▸ **Directions**
Reproduce every entry below word for word, line by line, and leave the pictures out of your copy.

▸ **Dataset rows**
* * *

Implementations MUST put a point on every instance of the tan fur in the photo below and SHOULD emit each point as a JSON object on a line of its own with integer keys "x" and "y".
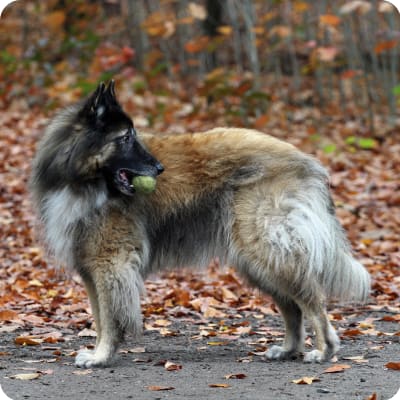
{"x": 254, "y": 201}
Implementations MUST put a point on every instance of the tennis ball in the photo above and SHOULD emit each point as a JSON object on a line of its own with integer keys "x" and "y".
{"x": 144, "y": 184}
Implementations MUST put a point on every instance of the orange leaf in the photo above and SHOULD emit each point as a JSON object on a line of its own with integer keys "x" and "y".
{"x": 385, "y": 46}
{"x": 225, "y": 30}
{"x": 220, "y": 385}
{"x": 197, "y": 11}
{"x": 393, "y": 365}
{"x": 55, "y": 19}
{"x": 261, "y": 121}
{"x": 235, "y": 376}
{"x": 329, "y": 19}
{"x": 197, "y": 45}
{"x": 352, "y": 332}
{"x": 158, "y": 388}
{"x": 336, "y": 368}
{"x": 170, "y": 366}
{"x": 7, "y": 315}
{"x": 28, "y": 340}
{"x": 306, "y": 380}
{"x": 300, "y": 6}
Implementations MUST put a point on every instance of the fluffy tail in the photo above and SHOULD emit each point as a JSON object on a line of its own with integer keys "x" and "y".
{"x": 310, "y": 240}
{"x": 348, "y": 280}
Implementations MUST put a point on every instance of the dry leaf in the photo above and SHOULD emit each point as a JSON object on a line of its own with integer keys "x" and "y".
{"x": 235, "y": 376}
{"x": 8, "y": 315}
{"x": 162, "y": 323}
{"x": 306, "y": 380}
{"x": 137, "y": 350}
{"x": 159, "y": 388}
{"x": 87, "y": 333}
{"x": 219, "y": 385}
{"x": 170, "y": 366}
{"x": 28, "y": 340}
{"x": 26, "y": 377}
{"x": 82, "y": 372}
{"x": 393, "y": 365}
{"x": 336, "y": 368}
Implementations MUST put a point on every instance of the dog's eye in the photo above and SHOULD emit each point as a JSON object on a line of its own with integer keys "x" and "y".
{"x": 126, "y": 138}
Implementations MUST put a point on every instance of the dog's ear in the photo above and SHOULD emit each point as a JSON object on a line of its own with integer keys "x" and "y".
{"x": 110, "y": 91}
{"x": 101, "y": 100}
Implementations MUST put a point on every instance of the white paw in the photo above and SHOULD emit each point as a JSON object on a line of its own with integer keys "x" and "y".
{"x": 89, "y": 358}
{"x": 279, "y": 353}
{"x": 314, "y": 356}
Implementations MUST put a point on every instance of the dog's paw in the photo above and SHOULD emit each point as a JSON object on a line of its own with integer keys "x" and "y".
{"x": 279, "y": 353}
{"x": 316, "y": 356}
{"x": 89, "y": 358}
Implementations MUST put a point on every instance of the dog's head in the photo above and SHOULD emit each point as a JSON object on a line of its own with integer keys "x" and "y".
{"x": 117, "y": 152}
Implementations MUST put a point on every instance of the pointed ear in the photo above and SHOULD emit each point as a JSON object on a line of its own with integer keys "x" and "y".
{"x": 92, "y": 106}
{"x": 111, "y": 90}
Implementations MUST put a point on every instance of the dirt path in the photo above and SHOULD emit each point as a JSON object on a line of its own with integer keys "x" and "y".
{"x": 204, "y": 362}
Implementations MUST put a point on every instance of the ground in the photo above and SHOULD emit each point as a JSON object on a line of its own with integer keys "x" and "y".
{"x": 195, "y": 362}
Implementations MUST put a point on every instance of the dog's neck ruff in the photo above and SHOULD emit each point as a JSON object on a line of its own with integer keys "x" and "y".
{"x": 61, "y": 212}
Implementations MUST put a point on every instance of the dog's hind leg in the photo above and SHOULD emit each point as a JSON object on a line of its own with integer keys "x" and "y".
{"x": 114, "y": 292}
{"x": 294, "y": 330}
{"x": 327, "y": 341}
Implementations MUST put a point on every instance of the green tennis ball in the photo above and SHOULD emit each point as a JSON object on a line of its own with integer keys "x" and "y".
{"x": 144, "y": 184}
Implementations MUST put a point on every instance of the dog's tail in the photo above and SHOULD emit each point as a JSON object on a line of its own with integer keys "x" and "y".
{"x": 330, "y": 254}
{"x": 348, "y": 280}
{"x": 312, "y": 245}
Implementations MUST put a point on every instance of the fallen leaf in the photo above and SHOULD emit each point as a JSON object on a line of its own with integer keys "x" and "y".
{"x": 82, "y": 372}
{"x": 235, "y": 376}
{"x": 393, "y": 365}
{"x": 137, "y": 350}
{"x": 87, "y": 333}
{"x": 220, "y": 385}
{"x": 159, "y": 388}
{"x": 26, "y": 377}
{"x": 170, "y": 366}
{"x": 162, "y": 323}
{"x": 306, "y": 380}
{"x": 28, "y": 341}
{"x": 336, "y": 368}
{"x": 217, "y": 343}
{"x": 8, "y": 315}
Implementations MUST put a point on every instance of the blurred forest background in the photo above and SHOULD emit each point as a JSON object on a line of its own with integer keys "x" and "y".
{"x": 237, "y": 60}
{"x": 323, "y": 75}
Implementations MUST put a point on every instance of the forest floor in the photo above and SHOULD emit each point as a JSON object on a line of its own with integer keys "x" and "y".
{"x": 186, "y": 366}
{"x": 202, "y": 328}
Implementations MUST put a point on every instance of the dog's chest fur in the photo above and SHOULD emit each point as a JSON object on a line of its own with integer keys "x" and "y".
{"x": 62, "y": 211}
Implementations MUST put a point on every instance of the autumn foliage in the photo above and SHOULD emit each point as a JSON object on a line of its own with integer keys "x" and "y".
{"x": 295, "y": 70}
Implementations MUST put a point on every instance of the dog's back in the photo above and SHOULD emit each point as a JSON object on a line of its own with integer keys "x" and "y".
{"x": 255, "y": 201}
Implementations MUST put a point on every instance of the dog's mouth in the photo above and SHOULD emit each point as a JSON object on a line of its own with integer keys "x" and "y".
{"x": 123, "y": 179}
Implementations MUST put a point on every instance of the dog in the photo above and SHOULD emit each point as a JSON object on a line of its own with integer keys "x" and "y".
{"x": 254, "y": 201}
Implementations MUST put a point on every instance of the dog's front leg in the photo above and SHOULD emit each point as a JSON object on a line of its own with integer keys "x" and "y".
{"x": 114, "y": 292}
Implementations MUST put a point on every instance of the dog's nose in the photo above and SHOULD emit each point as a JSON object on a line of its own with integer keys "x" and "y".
{"x": 159, "y": 168}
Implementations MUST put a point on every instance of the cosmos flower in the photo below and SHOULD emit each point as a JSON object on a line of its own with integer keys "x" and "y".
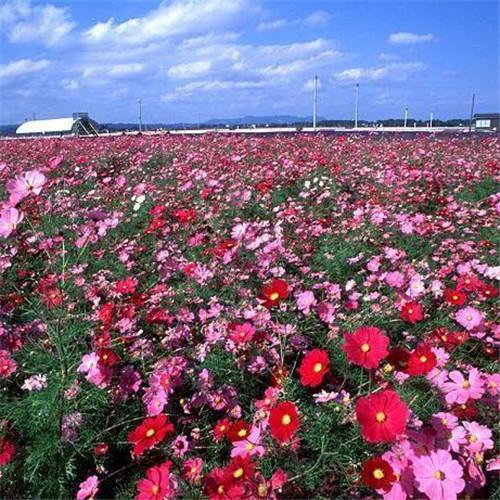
{"x": 366, "y": 347}
{"x": 438, "y": 475}
{"x": 283, "y": 421}
{"x": 313, "y": 367}
{"x": 382, "y": 416}
{"x": 378, "y": 474}
{"x": 149, "y": 433}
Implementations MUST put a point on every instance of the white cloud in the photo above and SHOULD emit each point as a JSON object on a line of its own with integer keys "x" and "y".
{"x": 316, "y": 19}
{"x": 68, "y": 84}
{"x": 181, "y": 17}
{"x": 22, "y": 67}
{"x": 23, "y": 22}
{"x": 406, "y": 38}
{"x": 113, "y": 70}
{"x": 189, "y": 70}
{"x": 271, "y": 25}
{"x": 392, "y": 72}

* * *

▸ **Task output**
Implementations MUST put a point on every instance of the tan fur in the photo below and SHOULD emit each point as a JSON object on a line of its own with integer keys "x" and "y".
{"x": 254, "y": 201}
Implementations MUST put a point on every instance of the tennis ball in the photo above and SHOULD emit each point as a JSON object on a line of its own with integer keys "x" and "y".
{"x": 144, "y": 184}
Implementations MUST put a point on every instance of the orange leaf in the photo above and SHOULD emit each point as a JSON object on a line of its own with integer keys "x" and "y".
{"x": 385, "y": 46}
{"x": 225, "y": 30}
{"x": 220, "y": 385}
{"x": 197, "y": 11}
{"x": 393, "y": 365}
{"x": 55, "y": 19}
{"x": 261, "y": 121}
{"x": 235, "y": 376}
{"x": 329, "y": 19}
{"x": 197, "y": 45}
{"x": 352, "y": 332}
{"x": 158, "y": 388}
{"x": 336, "y": 368}
{"x": 170, "y": 366}
{"x": 7, "y": 315}
{"x": 28, "y": 340}
{"x": 306, "y": 380}
{"x": 300, "y": 6}
Implementations MUST put a point on every instance of the fluffy tail in the photo above and SHOULD emit each point as a JSON object on a line of its own with integer keys "x" and "y".
{"x": 310, "y": 240}
{"x": 348, "y": 280}
Implementations MUST put a point on every instance of the dry leaf in the photo above and SHOULD emit each point as a JSON object on a line of its own with integer keys "x" and "y".
{"x": 235, "y": 376}
{"x": 8, "y": 315}
{"x": 162, "y": 323}
{"x": 306, "y": 380}
{"x": 137, "y": 350}
{"x": 159, "y": 388}
{"x": 87, "y": 333}
{"x": 219, "y": 385}
{"x": 170, "y": 366}
{"x": 28, "y": 340}
{"x": 26, "y": 377}
{"x": 82, "y": 372}
{"x": 393, "y": 365}
{"x": 336, "y": 368}
Implementations MUST put a point on every instance of the dog's eye in the photo above and SHOULD emit each point as a JSON object on a line of its own with integer keys "x" and "y".
{"x": 126, "y": 138}
Implementations MUST put a point on every instance of the dog's ear in the photo above and SHOULD emit each point as a JSON object on a line of its own with integer keys "x" and "y".
{"x": 110, "y": 91}
{"x": 101, "y": 100}
Implementations MUST put a point on every instance of the white paw in the photo above and SHOULD emit each point as a JSON object on a line of its own with integer keys "x" and "y".
{"x": 89, "y": 358}
{"x": 279, "y": 353}
{"x": 314, "y": 356}
Implementations MUST put a point on every instance of the dog's paw in the photo above and SHOULD emit each point as a JSON object on a line of its own with integer keys "x" and "y".
{"x": 279, "y": 353}
{"x": 316, "y": 356}
{"x": 89, "y": 358}
Implementations MUST put a point on every instance of the dog's head in the photo above and SHOULD emit each point as a JSON object on a line of its own with integer keys "x" and "y".
{"x": 117, "y": 152}
Implementations MUST put a point on every instance of the pointed ear in the photo above and SHOULD emit each point as a JSON object on a line of its own with integer keys "x" and "y".
{"x": 92, "y": 106}
{"x": 111, "y": 90}
Implementations MUST put a point on every instance of the dirt path in the photo above and SHOULD emit each point as a JSON object on a line of its own with integer keys "x" and "y".
{"x": 204, "y": 362}
Implementations MUST put a point on every instance of the ground in the photo above and SHOULD emit each point as a JSON object on a line of its own with integer keys "x" and "y".
{"x": 195, "y": 362}
Implementations MUST put a point on every instance of the dog's neck ruff in the photo above and SHOULD emit each point as a JSON object on a line of its own with integer keys "x" and "y".
{"x": 61, "y": 212}
Implementations MUST put a point on every instance of the dog's hind leg in the photo above and SHOULD emit each point as a JSON object on a line of its own with integer keys "x" and "y".
{"x": 114, "y": 292}
{"x": 294, "y": 330}
{"x": 327, "y": 341}
Implementations MUST put a point on every instance of the green tennis ball in the photo above and SHOULD emit each point as a JSON object on a line of its own with integer keys "x" and "y".
{"x": 144, "y": 184}
Implementations MUST put a point on every instance of the dog's tail in the photo above and SHOULD emit each point as a JSON object on a line of its own with integer keys "x" and "y".
{"x": 330, "y": 254}
{"x": 348, "y": 280}
{"x": 312, "y": 245}
Implementations MUST put a point on every instance of the fallen leaf in the photo above and SHOULD emit each point as a JSON object on a line of its own with integer keys "x" and "y".
{"x": 82, "y": 372}
{"x": 235, "y": 376}
{"x": 393, "y": 365}
{"x": 137, "y": 350}
{"x": 87, "y": 333}
{"x": 220, "y": 385}
{"x": 159, "y": 388}
{"x": 26, "y": 377}
{"x": 170, "y": 366}
{"x": 162, "y": 323}
{"x": 306, "y": 380}
{"x": 28, "y": 341}
{"x": 336, "y": 368}
{"x": 217, "y": 343}
{"x": 8, "y": 315}
Implementations MUST put a point on every instance of the blurred forest background in the photo above and SHOULD emit each point as a JSON object on a line of its own with integer keys "x" and "y".
{"x": 237, "y": 60}
{"x": 323, "y": 75}
Implementations MUST put a point on every instance of the forest floor in the photo above and SHOULD emit each point as a JSON object on a line of its own with integer keys "x" and "y".
{"x": 186, "y": 366}
{"x": 202, "y": 328}
Implementations MUST put a point on every instance of the dog's chest fur in the photo above and SHOULD emit each point as a JSON object on a line of its own with integer keys "x" and "y".
{"x": 62, "y": 211}
Implementations MUST put a point on every instance of the autumn foliage in the photo above and SHOULD emit each point as a JSON object on a line of its own with integer keys "x" and "y".
{"x": 295, "y": 70}
Implementations MUST put a point on every instance of the dog's back in the photo above and SHOULD emit each point as a JSON object on a line of its own with integer keys "x" and "y".
{"x": 255, "y": 201}
Implementations MUST put a point on every instance of the dog's mouth in the photo above and SHOULD emit each point as a JSON object on a line of its own with integer keys "x" and "y".
{"x": 123, "y": 179}
Implementations MUST put a point on every instance of the dog in the photo above and SHOULD emit each point as a JSON object on a line of its own with integer keys "x" and "y".
{"x": 254, "y": 201}
Implementations MUST put a point on every instance of the dog's front leg in the photo above and SHOULD emit each point as a JSON object on a line of its own with integer keys "x" and "y".
{"x": 114, "y": 292}
Implementations MUST put a point on every instance of the dog's nose in the photo above and SHOULD emit each point as a JSON object on a line of its own with integer keys "x" and "y".
{"x": 159, "y": 168}
Implementations MUST put a point on every instance of the cosmos flower in the photo below and SHOULD emit each point as a JSON object on a line of its own with integer keys "x" and "y".
{"x": 366, "y": 347}
{"x": 438, "y": 475}
{"x": 283, "y": 421}
{"x": 313, "y": 367}
{"x": 382, "y": 416}
{"x": 378, "y": 474}
{"x": 149, "y": 433}
Implementations MUST put a point on every instance of the white cloud in the photo above and SHOULD emit each point as a JSON object on a line of its own with integer keys "x" and "y".
{"x": 316, "y": 19}
{"x": 68, "y": 84}
{"x": 181, "y": 17}
{"x": 22, "y": 67}
{"x": 23, "y": 22}
{"x": 406, "y": 38}
{"x": 113, "y": 70}
{"x": 189, "y": 70}
{"x": 271, "y": 25}
{"x": 392, "y": 72}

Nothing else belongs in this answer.